## Written tasks
(1) Answer these about the bird thread, one line each:
(a) What does the poster use to bring the bird out when she's in a mood?
(b) Which name is given for Welsh/Irish among the names that mean Pearl?
(c) What is the bird called for now?
(2) Copy the bird thread from "She is still" up to and including "is NOT tame.", renaming "cage" as "enclosure" everywhere it occurs.
(3) Which languages or language groups does the bird thread list with names meaning Pearl?

## Provided passage
I no longer use gloves with her. My local breeder said, "They give you and the bird a false sense of security. The bird may bite them, and when you go to switch to bare hands, you will get bit and start all over." Therefore, if she's in a mood, I use a natural perch to bring her out. She can't get her beak around it, so she can't grab it enough to bite it, and has done well going from that to my hand!

She is still uncomfortable coming out of her cage. Since being grabbed in the smaller one at the store, I believe she associates hands in her cage with bad things. This HAS NOT changed. Still takes quite a few minutes to bring her out.

She gets left alone most of the time. I'm not constantly working with her. She's OK with some handling, but mostly just wants to sleep on her gym. She's by no means cuddly, and is NOT tame.


----------



## swagger87 (Apr 24, 2009)

Lutea is the scientific name for yellow flower. Aven is the name of a yellow flower as well and is kind of neat because it's almost like Avian.
And if you wanted names that mean Pearl
Italian: Margherita and Rita
French: Marguerite and Margot
German: Margarethe, Gretchen and Gretal
English: Margaret, Marjorie, Madge and Margie
Welsh/Irish: Megan
Arabic/African: Lulu

She is gorgeous by the way


----------



## Eikoden (Apr 6, 2009)

swagger87 said:


> Lutea is the scientific name for yellow flower. Aven is the name of a yellow flower as well and is kind of neat because it's almost like Avian.
> And if you wanted names that mean Pearl
> Italian: Margherita and Rita
> French: Marguerite and Margot
> ...


That's a gorgeous list of names! Thank you for taking the time to sit here and find all the best names for a yellow birdy. 

For now, she's Elizabeth, but I'm liking Aven and a couple other names. I have to get to know her yet, and see what fits her.


----------



## swagger87 (Apr 24, 2009)

You're very welcome. Elizabeth is lovely too.

## Data provided
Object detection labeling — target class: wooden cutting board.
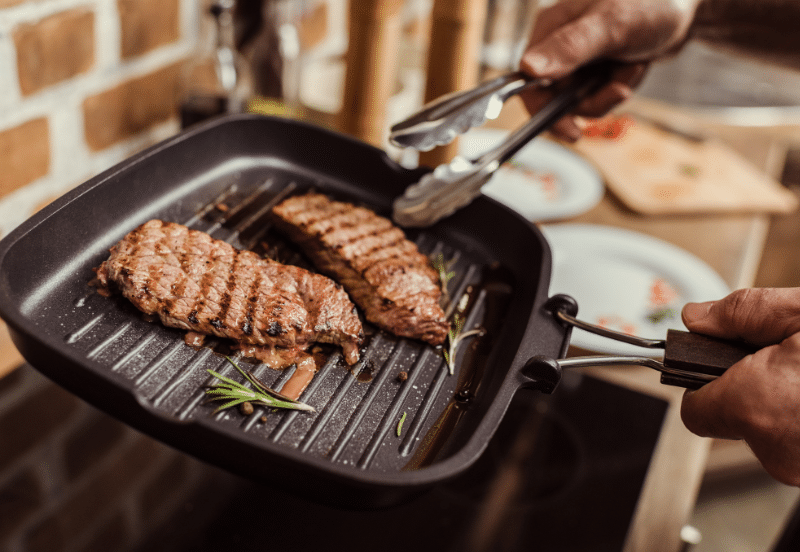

## Full answers
(1)
(a) A natural perch
(b) Megan
(c) Elizabeth

(2)
She is still uncomfortable coming out of her enclosure. Since being grabbed in the smaller one at the store, I believe she associates hands in her enclosure with bad things. This HAS NOT changed. Still takes quite a few minutes to bring her out.

She gets left alone most of the time. I'm not constantly working with her. She's OK with some handling, but mostly just wants to sleep on her gym. She's by no means cuddly, and is NOT tame.

(3) Italian, French, German, English, Welsh/Irish, Arabic/African